[Blocco di testo]
- - - -

Dopo un ottimo album d'esordio che ha consentito ai Nadàr solo di aprire i concerti di gente come Bugo, Pan del diavolo, Perturbazione, Amor fou e Teatro degli orrori, la band ritorna con Diversamente, come? (Massive arts / distribuzione Self). Undici canzoni che parlano di amori falliti per incapacità umana, di vite in standby ammalate di impotenza, della genuflessione emotiva e psicologica di un Paese, delle sue anime e del suo cuore in calma piatta. La musica, semplice, fresca, vitale (a volte solare e a volte cupa), racconta quel che si agita sotto il pelo di un'acqua apparentemente immobile, dove le correnti preparano la tempesta che verrà. Le canzoni suonano tutte un po' distanti, ammantate di quel riverbero naturale lasciato dai sogni poco dopo il risveglio, perché quando la vita fatica a darti quello che vorresti, tutto si allontana un po', sbiadisce e si lascia anticipare dalla sua eco.

- - - -

[Dati forniti]
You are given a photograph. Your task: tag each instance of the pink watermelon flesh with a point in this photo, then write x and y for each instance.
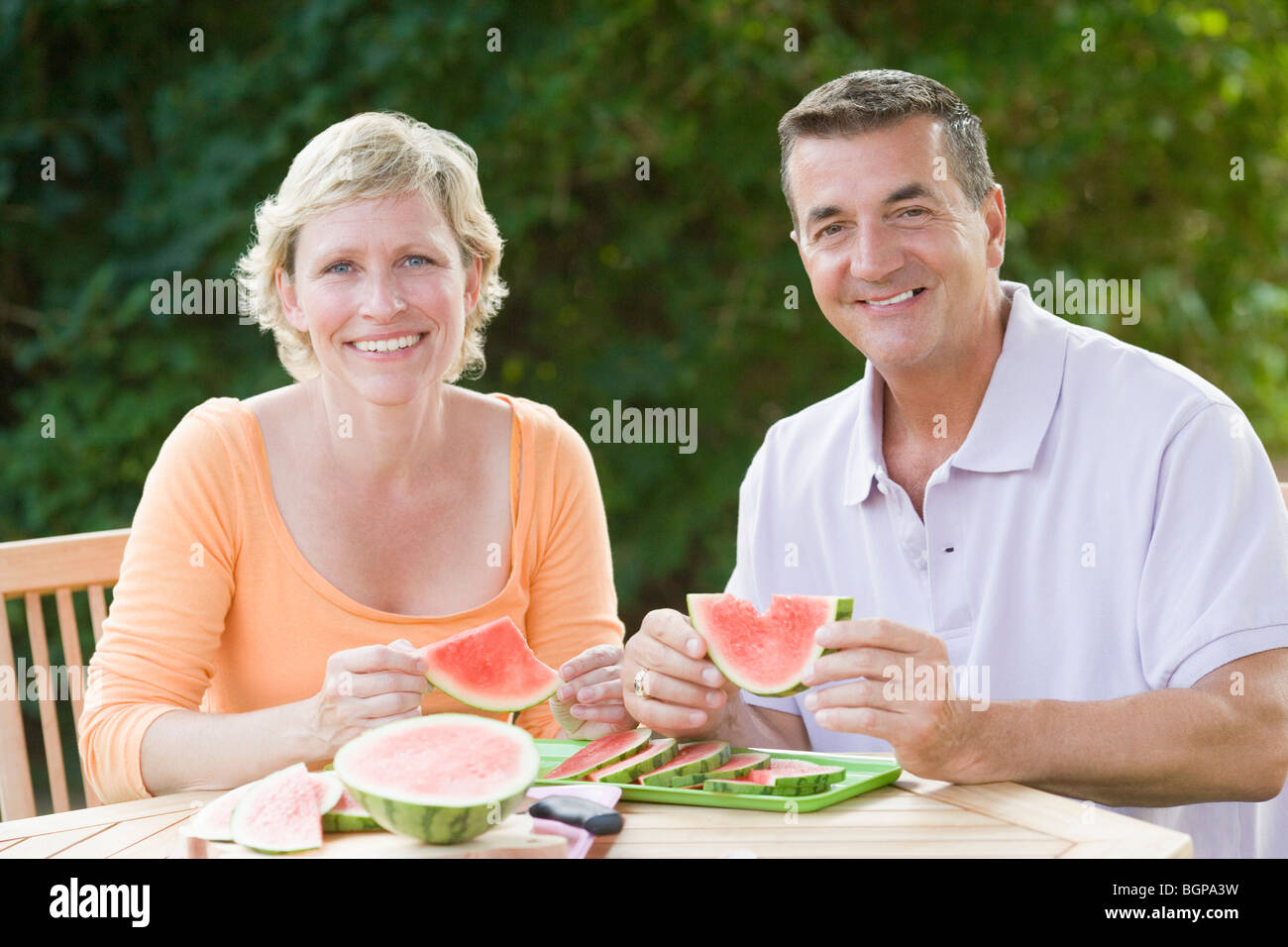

- - - -

[Cosa si chiede]
**a.** In base alla recensione, per quale motivo le canzoni di "Diversamente, come?" suonano tutte un po' distanti? Rispondi in una, due o tre frasi.
**b.** Secondo la recensione, quante canzoni compongono "Diversamente, come?"?

[Esercizi svolti]
**a.** Le canzoni suonano distanti, avvolte dal riverbero naturale che i sogni lasciano poco dopo il risveglio. Il motivo è che, quando la vita fatica a darti quello che vorresti, tutto si allontana un po', sbiadisce e si lascia anticipare dalla sua eco.

**b.** Undici canzoni.